EXTRACTO DE PÁGINA =
· · ·

“Los peligros del canto”, por Felipe Benegas Lynch
[Texto leído en la presentación del libro ¿Quién mató a Cafrune? Crónica de la muerte de la canción militante, de Jimena Néspolo (Buenos Aires, Tinta Limón ediciones, 2018). En La Tucumanita, Pilar, el 6 de diciembre de 2018.]
Victoria Mora, Jimena Néspolo y Felipe Benegas Lynch |
Toda crónica
es un cruce de caminos: cierta información se cruza con cierto sujeto. La
investigación, el cuento y el canto hacen el resto.
El prólogo
de la crónica que nos convoca dice que la investigación:
intenta horadar más que en los hechos en sí, no del todo
dilucidados (...), en ese magma de significaciones que acompañan la leyenda de
una muerte y que encuentra en la canción militante de una década radicalizada
el rico manantial donde abrevar. (9-10)
Acá vemos la
presentación de los parámetros de la pesquisa: la leyenda de la muerte de un
cantor popular, la canción militante y detrás de ella la tradición folklórica
de una época que llega hasta el fin de esa década radicalizada. Unos párrafos
más adelante se manifiesta claramente el anclaje subjetivo de la crónica:
La figura
de Jorge Cafrune anida hondo en mi infancia, amalgamando quizá demasiados
recuerdos: solo hace falta que su voz gruesa desoville cualquier cinta
interpretando Luna cautiva o La rubia moreno y ya siento que en mí se
dispara el sueño campero de mi padre, el sabor a pastizales, el olor a caballo
sudado después de galopar toda la tarde por la tosquera junto a mis hermanos y
aquella pandilla de amigos que teníamos en la zona. Ojalá estas páginas lleguen
a ellos y a tantos otros que alguna vez se preguntaron, o quizá todavía se
pregunten: ¿quién mató a Cafrune?

· · ·

DATOS PROPORCIONADOS =
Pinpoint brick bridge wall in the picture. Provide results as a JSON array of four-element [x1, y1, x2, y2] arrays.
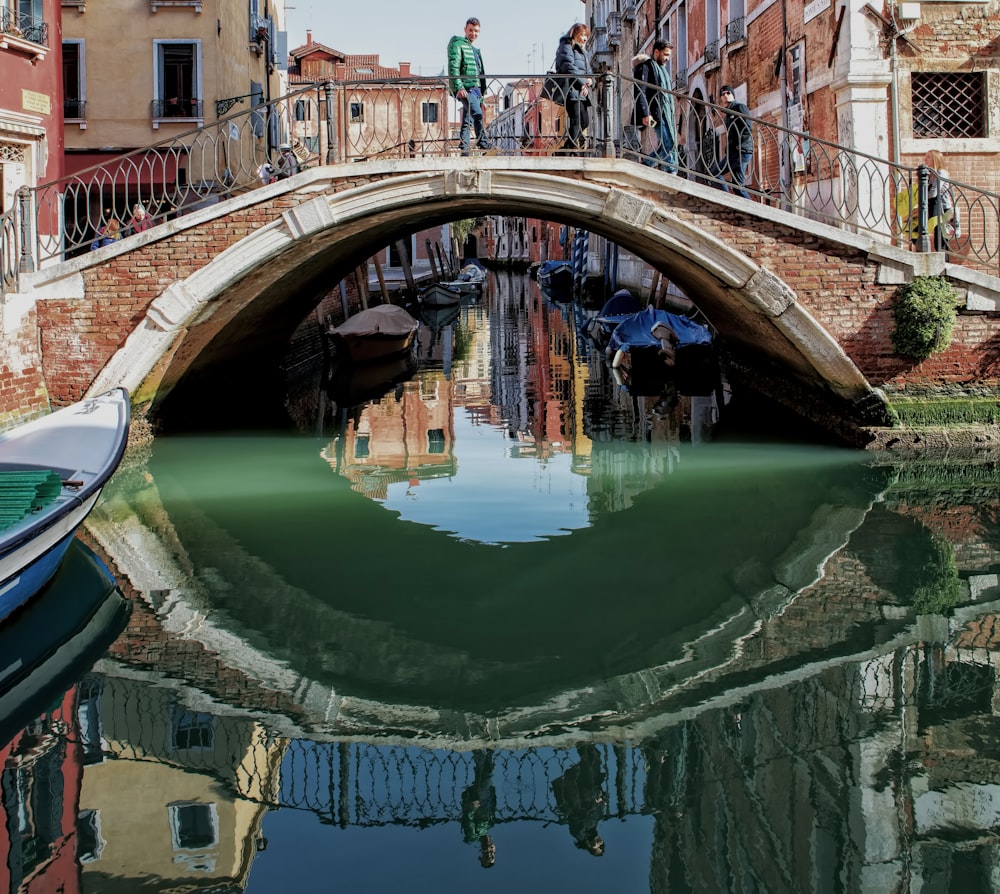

· · ·

RETO 1 =
¿Puedes transcribir del extracto sobre Cafrune el pasaje que comienza con "Acá vemos la" y sigue hasta "pregunten: ¿quién mató a Cafrune?"?
RETO 2 =
¿Cómo se traduce al inglés esta oración del extracto sobre Cafrune: "Toda crónica es un cruce de caminos: cierta información se cruza con cierto sujeto."?

RESPUESTA COMPLETA 1 =
Acá vemos la
presentación de los parámetros de la pesquisa: la leyenda de la muerte de un
cantor popular, la canción militante y detrás de ella la tradición folklórica
de una época que llega hasta el fin de esa década radicalizada. Unos párrafos
más adelante se manifiesta claramente el anclaje subjetivo de la crónica:
La figura
de Jorge Cafrune anida hondo en mi infancia, amalgamando quizá demasiados
recuerdos: solo hace falta que su voz gruesa desoville cualquier cinta
interpretando Luna cautiva o La rubia moreno y ya siento que en mí se
dispara el sueño campero de mi padre, el sabor a pastizales, el olor a caballo
sudado después de galopar toda la tarde por la tosquera junto a mis hermanos y
aquella pandilla de amigos que teníamos en la zona. Ojalá estas páginas lleguen
a ellos y a tantos otros que alguna vez se preguntaron, o quizá todavía se
pregunten: ¿quién mató a Cafrune?

RESPUESTA COMPLETA 2 =
Every chronicle is a crossroads: certain information intersects with a certain subject.